### Exercise objective
Rescale the entries below from the line with "Could you please locate the dark" up to and including the line with "<point>570,208</point>", and write out only those lines in full, requests included. Multiply every coordinate in the answers by 1.1 and round each result to a whole number, with halves rounded up.

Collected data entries
__________________________________________________
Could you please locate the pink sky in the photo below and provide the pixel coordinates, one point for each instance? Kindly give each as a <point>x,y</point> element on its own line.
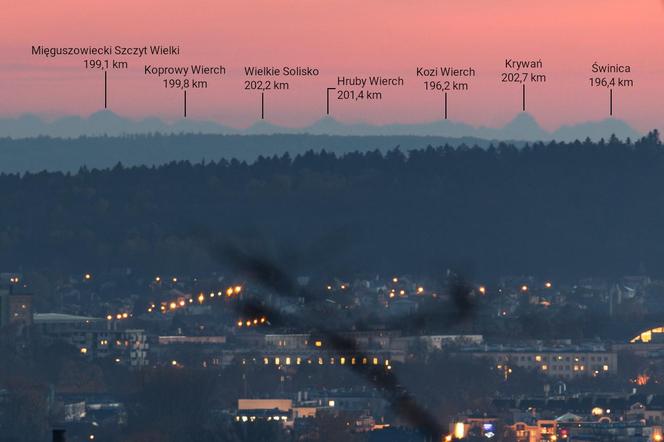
<point>340,37</point>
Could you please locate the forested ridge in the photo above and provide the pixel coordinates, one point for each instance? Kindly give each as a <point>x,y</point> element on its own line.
<point>572,209</point>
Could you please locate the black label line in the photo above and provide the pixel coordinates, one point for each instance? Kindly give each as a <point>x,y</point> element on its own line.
<point>611,102</point>
<point>523,98</point>
<point>328,98</point>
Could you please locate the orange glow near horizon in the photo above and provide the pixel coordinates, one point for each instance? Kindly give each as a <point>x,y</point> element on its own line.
<point>340,37</point>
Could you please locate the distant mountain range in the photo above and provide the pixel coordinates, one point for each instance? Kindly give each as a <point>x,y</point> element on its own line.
<point>522,128</point>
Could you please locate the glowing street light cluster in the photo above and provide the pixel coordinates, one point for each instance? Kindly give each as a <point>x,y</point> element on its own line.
<point>252,322</point>
<point>184,301</point>
<point>118,316</point>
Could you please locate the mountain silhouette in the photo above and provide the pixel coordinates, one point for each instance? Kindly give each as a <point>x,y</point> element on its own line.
<point>523,127</point>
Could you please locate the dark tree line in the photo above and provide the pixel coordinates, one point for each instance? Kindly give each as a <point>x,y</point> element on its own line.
<point>570,208</point>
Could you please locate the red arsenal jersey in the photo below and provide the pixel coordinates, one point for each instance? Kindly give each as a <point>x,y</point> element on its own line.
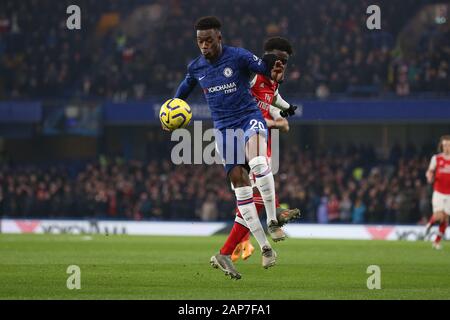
<point>263,89</point>
<point>442,174</point>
__________________________________________________
### Solution below
Could you please locate the dark tree line in the photo above and provide the pixel coordinates, one point for each instance? Kindly give each as a <point>x,y</point> element on its own line.
<point>627,229</point>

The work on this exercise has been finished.